#### Extrait
--------------------------------

Quand j’ai commencé, un peu par défi, un peu pour trouver une singularité, je refusais d’utiliser des musiques pré-existantes (les banques de sons également). Deux raisons à cela : donner un caractère « unique » à la création, et éviter les fausses pistes. On ne sait pas toujours comment réagit l’inconscient collectif face à une musique connue, ça peut être trop chargé ou porteur de références que l’on ne maîtrise pas toujours.
Il peut arriver que l’on veuille utiliser une musique pour un élément de son orchestration mais pas l’ensemble, et à moins de posséder le morceau en pistes séparées il est impossible d’en retirer un élément. Il m’est arrivé alors de refaire un peu « à la façon de » , en toute humilité bien sur, ou de chercher à s’en approcher.
Quand il s’agit de musiques rappelant une époque, on ne peut y couper, la qualité de l’enregistrement, des arrangements, va aider à se situer tout de suite.
Maintenant il m’arrive d’utiliser des musiques pré-existantes, quand elles sont nécessaires on s’en rend compte, rien ne sert de lutter contre !

--------------------------------

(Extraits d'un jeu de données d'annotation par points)
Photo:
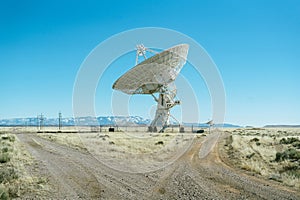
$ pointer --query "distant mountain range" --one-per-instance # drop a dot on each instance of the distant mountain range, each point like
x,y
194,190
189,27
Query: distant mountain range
x,y
91,121
282,126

--------------------------------

#### Tâches proposées
#1 Recopiez mot pour mot l'intégralité de l'extrait sur l'emploi des musiques préexistantes.
#2 Réécrivez tous les enregistrements en substituant « far-off mountain range » à chaque occurrence de « distant mountain range », sans rien modifier d'autre. N'incluez pas les images dans votre réponse.
Ces enregistrements n'ont aucun rapport avec l'extrait.

#### Réponses aux tâches
#1
Quand j’ai commencé, un peu par défi, un peu pour trouver une singularité, je refusais d’utiliser des musiques pré-existantes (les banques de sons également). Deux raisons à cela : donner un caractère « unique » à la création, et éviter les fausses pistes. On ne sait pas toujours comment réagit l’inconscient collectif face à une musique connue, ça peut être trop chargé ou porteur de références que l’on ne maîtrise pas toujours.
Il peut arriver que l’on veuille utiliser une musique pour un élément de son orchestration mais pas l’ensemble, et à moins de posséder le morceau en pistes séparées il est impossible d’en retirer un élément. Il m’est arrivé alors de refaire un peu « à la façon de » , en toute humilité bien sur, ou de chercher à s’en approcher.
Quand il s’agit de musiques rappelant une époque, on ne peut y couper, la qualité de l’enregistrement, des arrangements, va aider à se situer tout de suite.
Maintenant il m’arrive d’utiliser des musiques pré-existantes, quand elles sont nécessaires on s’en rend compte, rien ne sert de lutter contre !

#2
Photo:
$ pointer --query "far-off mountain range" --one-per-instance # drop a dot on each instance of the far-off mountain range, each point like
x,y
194,190
189,27
Query: far-off mountain range
x,y
91,121
282,126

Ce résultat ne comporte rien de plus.